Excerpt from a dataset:
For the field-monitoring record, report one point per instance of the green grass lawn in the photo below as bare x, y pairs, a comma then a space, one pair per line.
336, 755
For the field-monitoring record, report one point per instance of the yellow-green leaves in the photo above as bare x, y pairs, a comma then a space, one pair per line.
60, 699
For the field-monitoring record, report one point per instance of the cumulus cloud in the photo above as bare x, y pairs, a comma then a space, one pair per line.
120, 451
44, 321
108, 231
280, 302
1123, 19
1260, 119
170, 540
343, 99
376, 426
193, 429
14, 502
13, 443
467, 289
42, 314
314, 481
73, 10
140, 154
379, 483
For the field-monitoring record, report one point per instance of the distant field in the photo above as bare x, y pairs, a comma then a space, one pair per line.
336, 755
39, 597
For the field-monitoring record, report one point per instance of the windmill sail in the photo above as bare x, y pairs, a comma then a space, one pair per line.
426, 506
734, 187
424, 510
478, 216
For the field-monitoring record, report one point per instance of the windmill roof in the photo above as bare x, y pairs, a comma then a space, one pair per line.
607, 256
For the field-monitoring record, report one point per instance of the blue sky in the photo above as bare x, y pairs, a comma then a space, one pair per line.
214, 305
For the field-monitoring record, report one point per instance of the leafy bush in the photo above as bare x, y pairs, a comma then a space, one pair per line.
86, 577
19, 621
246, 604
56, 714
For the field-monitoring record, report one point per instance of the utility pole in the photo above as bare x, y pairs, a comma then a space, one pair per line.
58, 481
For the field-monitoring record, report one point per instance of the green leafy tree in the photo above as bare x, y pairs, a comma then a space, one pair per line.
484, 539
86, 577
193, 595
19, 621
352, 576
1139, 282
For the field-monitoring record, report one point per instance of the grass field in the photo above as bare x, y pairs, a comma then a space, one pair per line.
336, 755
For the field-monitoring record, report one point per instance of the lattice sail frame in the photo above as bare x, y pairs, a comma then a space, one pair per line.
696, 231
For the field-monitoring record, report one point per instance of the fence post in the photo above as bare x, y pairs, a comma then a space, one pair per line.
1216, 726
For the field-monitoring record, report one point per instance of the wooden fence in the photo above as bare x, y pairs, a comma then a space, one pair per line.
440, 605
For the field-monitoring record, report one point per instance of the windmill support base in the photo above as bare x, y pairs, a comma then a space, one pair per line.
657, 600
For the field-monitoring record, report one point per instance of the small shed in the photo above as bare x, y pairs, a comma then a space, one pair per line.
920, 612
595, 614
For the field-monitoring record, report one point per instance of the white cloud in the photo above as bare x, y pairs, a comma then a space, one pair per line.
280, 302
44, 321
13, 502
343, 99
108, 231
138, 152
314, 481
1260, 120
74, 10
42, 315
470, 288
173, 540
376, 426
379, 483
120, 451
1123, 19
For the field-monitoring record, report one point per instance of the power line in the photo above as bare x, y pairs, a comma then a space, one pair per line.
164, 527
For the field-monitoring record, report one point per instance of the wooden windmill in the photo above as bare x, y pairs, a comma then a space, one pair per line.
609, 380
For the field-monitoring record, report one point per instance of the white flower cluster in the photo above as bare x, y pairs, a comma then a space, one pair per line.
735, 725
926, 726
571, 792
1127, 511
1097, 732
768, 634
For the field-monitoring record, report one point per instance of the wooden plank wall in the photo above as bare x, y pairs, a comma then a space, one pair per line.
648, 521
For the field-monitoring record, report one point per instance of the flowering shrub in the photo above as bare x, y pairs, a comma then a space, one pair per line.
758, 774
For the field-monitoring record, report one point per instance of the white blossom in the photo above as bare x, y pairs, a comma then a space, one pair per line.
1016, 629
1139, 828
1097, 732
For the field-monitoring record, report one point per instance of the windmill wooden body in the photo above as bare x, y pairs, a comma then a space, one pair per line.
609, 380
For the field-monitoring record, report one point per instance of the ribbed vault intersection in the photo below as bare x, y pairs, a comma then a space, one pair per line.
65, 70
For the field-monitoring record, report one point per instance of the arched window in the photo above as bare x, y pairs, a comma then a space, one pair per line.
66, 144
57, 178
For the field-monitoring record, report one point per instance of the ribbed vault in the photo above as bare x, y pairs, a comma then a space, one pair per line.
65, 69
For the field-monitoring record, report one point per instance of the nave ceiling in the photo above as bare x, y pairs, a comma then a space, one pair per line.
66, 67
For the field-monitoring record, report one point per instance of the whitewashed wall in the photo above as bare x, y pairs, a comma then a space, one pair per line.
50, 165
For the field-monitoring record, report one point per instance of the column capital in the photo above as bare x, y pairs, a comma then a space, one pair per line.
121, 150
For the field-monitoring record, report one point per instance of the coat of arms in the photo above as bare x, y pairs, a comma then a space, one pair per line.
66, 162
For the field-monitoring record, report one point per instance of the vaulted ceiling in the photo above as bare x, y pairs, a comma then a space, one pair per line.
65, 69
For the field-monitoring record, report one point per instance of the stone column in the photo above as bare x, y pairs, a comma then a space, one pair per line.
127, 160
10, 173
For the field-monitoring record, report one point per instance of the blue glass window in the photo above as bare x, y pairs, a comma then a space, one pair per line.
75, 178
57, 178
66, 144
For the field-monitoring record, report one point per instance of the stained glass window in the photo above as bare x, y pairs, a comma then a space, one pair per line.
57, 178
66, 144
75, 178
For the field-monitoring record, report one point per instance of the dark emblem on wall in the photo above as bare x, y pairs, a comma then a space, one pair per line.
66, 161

THE PROBLEM:
Reproduce only the lines running from the one with "the blue glass" through the final line of the listing above, both ends included.

OUTPUT OF THE TASK:
For the field-monitoring record, report one point per instance of the blue glass window in the photo above as bare x, y pairs, a comma then a space, one pair per line.
75, 178
57, 178
66, 144
For the field-monitoring record, report one point per instance of the stained glass window in the photo above as bare x, y pairs, a comma then a space, one pair per line.
57, 178
66, 144
75, 178
For the field-monitoring record, report one point per instance of the dark emblem on wall in the photo above as bare x, y pairs, a comma then a space, one pair per line.
66, 161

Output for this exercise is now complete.